The insurance sector in Cambodia experienced positive growth in the first quarter of this year, according to the Insurance Association of Cambodia (IAC).

Total premiums received during this period amounted to approximately $96 million, marking a 5.5 per cent increase compared to the same quarter in 2022.

Huy Vatharo, chairman of the IAC, highlighted the global economic challenges that have arisen since the end of 2022. Inflation has been a major concern, affecting both the world and Cambodia. Furthermore, rising interest rates in the banking system are impacting the insurance sector, both within ASEAN and globally. Experts agree these two factors will undoubtedly influence the insurance landscape.

“While the first quarter of 2023 demonstrated positive market growth in terms of a 5.5 per cent increase in premiums, the pace of growth has slightly decelerated compared to the first quarter of 2022. This slowdown can be attributed to the ongoing global crisis,” Vatharo explained.

The association received approximately $96 million in premiums during the first quarter, encompassing general insurance, life insurance, and micro insurance. General insurance witnessed the highest growth at seven per cent, while life insurance grew by 3.3 per cent. Additionally, micro insurance rebounded by 43 per cent after experiencing a setback due to the Covid-19 crisis in the years 2021-2022.

Vatharo noted that despite the increase in premiums, there has been a significant rise in claims, indicating that insurers have already incurred risks. In the first quarter alone, insurers in Cambodia paid out over $12 million in claims, representing a 24 per cent increase over the same period in 2022.

Similarly, Youk Chamroeunrith, CEO of Forte Insurance Group, said the growth rate of the insurance sector in Cambodia during the first quarter of 2023 was slower compared to previous quarters. Typically, each quarter exhibits an increase of approximately 10 to 15 per cent.

“The first quarter’s growth was impeded by ongoing global crises, including Covid-19 cases, conflicts, inflation and other global issues. If these global crises persist, the second quarter may be even more challenging than the first,” Chamroeunrith cautioned.

☆ ☆ ☆ ☆ ☆ ☆ ☆

REQUIRED ACTIONS:
1 > Reproduce the section of the Cambodian insurance report between "The insurance sector in Cambodia experienced" and "the insurance landscape.", inclusive.
2 > Translate this sentence from the Cambodian insurance report into Spanish: "Inflation has been a major concern, affecting both the world and Cambodia."
The material after this point comes from a separate source unrelated to the Cambodian insurance report.

DATASET RECORDS:
☆ ☆ ☆ ☆ ☆ ☆ ☆

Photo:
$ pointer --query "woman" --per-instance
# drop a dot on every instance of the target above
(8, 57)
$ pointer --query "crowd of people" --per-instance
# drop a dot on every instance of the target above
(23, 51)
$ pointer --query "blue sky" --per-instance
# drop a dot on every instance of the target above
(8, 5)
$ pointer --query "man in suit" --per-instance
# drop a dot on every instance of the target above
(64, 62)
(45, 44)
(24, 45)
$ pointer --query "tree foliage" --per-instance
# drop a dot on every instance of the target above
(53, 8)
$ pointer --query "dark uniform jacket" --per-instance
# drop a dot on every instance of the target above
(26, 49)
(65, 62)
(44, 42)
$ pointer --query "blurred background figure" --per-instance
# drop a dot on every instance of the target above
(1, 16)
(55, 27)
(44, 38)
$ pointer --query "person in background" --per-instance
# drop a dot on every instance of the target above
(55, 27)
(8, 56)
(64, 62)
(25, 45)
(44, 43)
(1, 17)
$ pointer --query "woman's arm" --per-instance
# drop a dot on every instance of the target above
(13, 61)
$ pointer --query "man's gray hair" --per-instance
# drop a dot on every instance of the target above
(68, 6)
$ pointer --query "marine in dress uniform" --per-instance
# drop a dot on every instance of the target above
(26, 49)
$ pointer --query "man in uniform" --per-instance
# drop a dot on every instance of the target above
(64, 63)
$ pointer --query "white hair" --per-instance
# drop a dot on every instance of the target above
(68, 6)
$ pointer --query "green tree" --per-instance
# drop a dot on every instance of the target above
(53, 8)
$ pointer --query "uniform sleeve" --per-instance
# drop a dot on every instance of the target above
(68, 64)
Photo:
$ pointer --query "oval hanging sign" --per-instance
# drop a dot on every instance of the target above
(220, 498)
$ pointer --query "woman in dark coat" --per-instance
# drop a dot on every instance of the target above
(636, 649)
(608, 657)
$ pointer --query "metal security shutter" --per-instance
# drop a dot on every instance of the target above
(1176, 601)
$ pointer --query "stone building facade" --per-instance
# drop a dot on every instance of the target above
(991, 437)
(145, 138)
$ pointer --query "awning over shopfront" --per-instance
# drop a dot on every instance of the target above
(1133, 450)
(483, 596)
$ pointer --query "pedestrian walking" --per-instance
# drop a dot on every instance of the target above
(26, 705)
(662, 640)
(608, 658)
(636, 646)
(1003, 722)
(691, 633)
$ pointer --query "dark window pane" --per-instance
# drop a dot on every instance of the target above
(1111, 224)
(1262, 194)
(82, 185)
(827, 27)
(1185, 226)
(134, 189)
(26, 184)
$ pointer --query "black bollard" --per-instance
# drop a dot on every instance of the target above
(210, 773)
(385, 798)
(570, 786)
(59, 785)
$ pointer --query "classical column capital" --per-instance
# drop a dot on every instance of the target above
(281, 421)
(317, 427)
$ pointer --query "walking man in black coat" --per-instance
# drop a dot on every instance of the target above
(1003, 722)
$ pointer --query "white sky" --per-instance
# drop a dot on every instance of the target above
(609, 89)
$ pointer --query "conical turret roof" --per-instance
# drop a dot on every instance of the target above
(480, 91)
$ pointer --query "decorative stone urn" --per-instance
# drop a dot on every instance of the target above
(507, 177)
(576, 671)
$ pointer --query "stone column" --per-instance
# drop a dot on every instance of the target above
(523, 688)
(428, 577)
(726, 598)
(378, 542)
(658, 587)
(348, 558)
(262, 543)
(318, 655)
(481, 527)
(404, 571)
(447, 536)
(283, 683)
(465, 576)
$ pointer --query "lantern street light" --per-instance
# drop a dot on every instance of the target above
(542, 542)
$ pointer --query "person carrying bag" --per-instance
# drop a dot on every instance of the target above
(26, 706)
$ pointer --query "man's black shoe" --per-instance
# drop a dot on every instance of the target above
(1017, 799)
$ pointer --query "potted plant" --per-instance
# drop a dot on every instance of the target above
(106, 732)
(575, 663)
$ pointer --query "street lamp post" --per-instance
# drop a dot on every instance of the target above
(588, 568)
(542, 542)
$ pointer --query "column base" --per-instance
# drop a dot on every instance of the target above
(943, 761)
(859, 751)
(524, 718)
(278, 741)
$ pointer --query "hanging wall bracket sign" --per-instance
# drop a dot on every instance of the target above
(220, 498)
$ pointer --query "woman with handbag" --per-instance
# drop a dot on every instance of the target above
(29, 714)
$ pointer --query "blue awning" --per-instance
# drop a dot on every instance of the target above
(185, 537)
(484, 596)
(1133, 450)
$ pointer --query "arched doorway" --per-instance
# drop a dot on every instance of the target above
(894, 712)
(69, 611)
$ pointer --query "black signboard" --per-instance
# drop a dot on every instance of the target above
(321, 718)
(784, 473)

☆ ☆ ☆ ☆ ☆ ☆ ☆

RESULTS FOR THE EXERCISE:
1 >
The insurance sector in Cambodia experienced positive growth in the first quarter of this year, according to the Insurance Association of Cambodia (IAC).

Total premiums received during this period amounted to approximately $96 million, marking a 5.5 per cent increase compared to the same quarter in 2022.

Huy Vatharo, chairman of the IAC, highlighted the global economic challenges that have arisen since the end of 2022. Inflation has been a major concern, affecting both the world and Cambodia. Furthermore, rising interest rates in the banking system are impacting the insurance sector, both within ASEAN and globally. Experts agree these two factors will undoubtedly influence the insurance landscape.

2 > La inflación ha sido una gran preocupación que afecta tanto al mundo como a Camboya.